## EXERCISE OBJECTIVE:
In the G-Store post below, how would the paragraph beginning "G-Store is a prototype" read as a short bulleted list that keeps its main facts?

## EXERCISE PASSAGE:
----

Another Word For It Patrick Durusau on Topic Maps and Semantic Diversity

November 2, 2012

G-Store: A Storage Manager for Graph Data

Filed under: G-Store (graphs),Graphs,Networks — Patrick Durusau @ 6:33 pm

G-Store: A Storage Manager for Graph Data by Dan Olteanu, Robin Steinhaus, Tim Furche and Emanuel Ferm.

From the webpage:

Many modern applications are based on graph data. Social networks, for instance, are based on graphs that describe relationships among people. Paths of disease outbreaks form a graph, as do airline routes, and citations among academic papers. These graphs often contain a massive amount of data.

Relational databases are today’s system of choice for storing and querying large amounts of data. Their use has been backed up by decades of research and commercially successful database management systems such as Oracle, IBM DB2, and PostgreSQL. Relational databases are extremely fast in finding, filtering, inserting, deleting, and updating information in a database table. Joining information from several tables, on the other hand, often takes orders of magnitude longer.

From a theoretical point of view, the relational database model is not a good fit for representing highly interconnected data. Regardless, as businesses and processes around the world get more interconnected, relational databases are increasingly used for storing such data. Perhaps one reason is the lack of a suitable, stable, and well-supported alternative.

G-Store is a prototype of a storage manager for large vertex-labeled graphs. G-Store exploits the structure of the graph to derive a data placement on disk that is optimized for access patterns found in graph queries. The placement strategy is based on a multilevel algorithm that partitions the graph into pages and arranges these pages on disk to minimize the distance on disk between adjacent vertices. G-Store has a built-in query engine that supports depth-first traversal, reachability testing, shortest path search, and shortest path tree search.

Reported to be approximately 12,000 lines of C/C++ code and runs on Windows.

I have not installed Windows on my Ubuntu box so I haven’t tried the software.

Interested if you do, what comments you have. (Particularly on the query language.) Thanks!

----

## SUPPLIED DATA:
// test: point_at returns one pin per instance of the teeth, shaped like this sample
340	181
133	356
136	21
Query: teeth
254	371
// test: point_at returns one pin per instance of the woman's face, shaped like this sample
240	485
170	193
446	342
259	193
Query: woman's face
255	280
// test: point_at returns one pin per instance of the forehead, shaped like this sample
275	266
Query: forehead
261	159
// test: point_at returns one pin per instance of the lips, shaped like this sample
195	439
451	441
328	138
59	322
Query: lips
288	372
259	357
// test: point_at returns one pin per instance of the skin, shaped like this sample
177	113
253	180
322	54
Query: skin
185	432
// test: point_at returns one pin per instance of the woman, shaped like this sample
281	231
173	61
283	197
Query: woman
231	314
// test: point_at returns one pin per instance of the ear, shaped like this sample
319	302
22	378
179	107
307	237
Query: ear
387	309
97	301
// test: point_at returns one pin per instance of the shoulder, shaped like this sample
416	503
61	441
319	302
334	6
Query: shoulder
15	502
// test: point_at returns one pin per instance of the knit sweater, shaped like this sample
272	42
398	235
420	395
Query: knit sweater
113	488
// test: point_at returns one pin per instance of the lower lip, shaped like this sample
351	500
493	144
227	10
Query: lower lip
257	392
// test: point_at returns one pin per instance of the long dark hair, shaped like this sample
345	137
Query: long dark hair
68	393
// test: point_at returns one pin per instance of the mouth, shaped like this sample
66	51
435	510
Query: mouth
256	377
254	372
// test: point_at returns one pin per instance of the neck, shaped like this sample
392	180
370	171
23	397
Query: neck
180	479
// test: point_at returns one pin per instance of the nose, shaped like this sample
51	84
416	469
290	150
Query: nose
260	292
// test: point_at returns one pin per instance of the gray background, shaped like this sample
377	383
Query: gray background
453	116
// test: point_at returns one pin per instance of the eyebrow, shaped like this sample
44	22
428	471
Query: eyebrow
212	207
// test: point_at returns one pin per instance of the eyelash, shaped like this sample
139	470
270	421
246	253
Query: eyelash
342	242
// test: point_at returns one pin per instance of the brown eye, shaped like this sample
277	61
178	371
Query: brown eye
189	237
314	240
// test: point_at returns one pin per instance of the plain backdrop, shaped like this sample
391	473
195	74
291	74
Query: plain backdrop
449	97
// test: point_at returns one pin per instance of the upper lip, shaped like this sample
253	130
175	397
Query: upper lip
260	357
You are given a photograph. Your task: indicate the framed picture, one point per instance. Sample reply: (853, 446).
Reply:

----

## ANSWER TO THE EXERCISE:
- G-Store is a prototype storage manager for large vertex-labeled graphs.
- It uses the graph's structure to place data on disk in a way optimized for graph-query access patterns.
- A multilevel algorithm partitions the graph into pages and arranges them on disk to minimize the distance between adjacent vertices.
- Its built-in query engine supports depth-first traversal, reachability testing, shortest path search, and shortest path tree search.